- **Task data**
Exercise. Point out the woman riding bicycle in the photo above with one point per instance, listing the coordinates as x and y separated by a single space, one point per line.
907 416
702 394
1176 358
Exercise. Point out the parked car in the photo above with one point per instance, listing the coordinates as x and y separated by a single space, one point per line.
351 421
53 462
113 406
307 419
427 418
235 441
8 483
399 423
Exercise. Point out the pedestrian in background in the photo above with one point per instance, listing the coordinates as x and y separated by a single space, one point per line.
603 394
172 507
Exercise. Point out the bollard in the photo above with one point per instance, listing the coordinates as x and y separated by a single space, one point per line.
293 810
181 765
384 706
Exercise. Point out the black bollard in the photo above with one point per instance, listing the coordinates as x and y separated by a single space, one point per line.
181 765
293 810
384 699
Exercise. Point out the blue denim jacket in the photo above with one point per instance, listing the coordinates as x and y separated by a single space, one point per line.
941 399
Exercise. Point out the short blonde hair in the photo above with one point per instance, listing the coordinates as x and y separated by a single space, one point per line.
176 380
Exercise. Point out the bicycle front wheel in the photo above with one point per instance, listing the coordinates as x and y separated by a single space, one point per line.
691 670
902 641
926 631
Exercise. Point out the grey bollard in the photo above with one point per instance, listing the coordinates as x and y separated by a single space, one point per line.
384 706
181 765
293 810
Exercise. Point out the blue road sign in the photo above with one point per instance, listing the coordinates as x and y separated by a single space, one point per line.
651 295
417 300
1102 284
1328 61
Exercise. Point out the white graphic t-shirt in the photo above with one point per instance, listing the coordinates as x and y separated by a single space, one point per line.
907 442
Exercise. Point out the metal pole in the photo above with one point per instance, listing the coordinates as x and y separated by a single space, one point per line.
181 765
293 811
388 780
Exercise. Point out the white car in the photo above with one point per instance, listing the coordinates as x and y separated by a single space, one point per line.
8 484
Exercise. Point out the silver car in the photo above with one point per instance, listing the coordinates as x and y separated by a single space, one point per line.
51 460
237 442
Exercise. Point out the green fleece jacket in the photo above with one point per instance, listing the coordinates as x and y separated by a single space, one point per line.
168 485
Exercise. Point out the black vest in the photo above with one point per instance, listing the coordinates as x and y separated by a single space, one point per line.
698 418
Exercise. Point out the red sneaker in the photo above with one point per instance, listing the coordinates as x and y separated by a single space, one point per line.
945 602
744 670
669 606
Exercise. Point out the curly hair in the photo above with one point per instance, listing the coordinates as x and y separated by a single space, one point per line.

- **Request**
Reproduce every line from the one containing "Exercise. Point out the white car" down to the end of the items, including the wording lines, with each answer coordinate multiplied by 1.15. Round the results to whole numbers, with halves rounded up.

- **Result of the exercise**
Exercise. Point out the white car in the photo above with one point per instance, listing the coordinates as x and y separated by a single space, one point per line.
9 557
Exercise. Point out the silver car in the photo above with one point per instance, listing the coordinates as x and y separated by a single space, one point per line.
59 529
273 508
Exercise. Point out the green fleece jacket in the photo above with one point per instance, listing the coordinates as x and y separated by a single space, one point per line.
193 558
Exercise. Point out the black vest in the photo above with one point per instance, listing the coordinates as x and y separated by a single space, one point per line.
803 481
Exercise. Point out the red sneaker in the photo above with one point per instance, listing the coordinates as x and y separated by a single space, one point per line.
1087 692
856 771
769 697
Exercise. Point out the curly hair in the photo above with one point per instance, listing the coordinates as x and y separated by a single space, one point per line.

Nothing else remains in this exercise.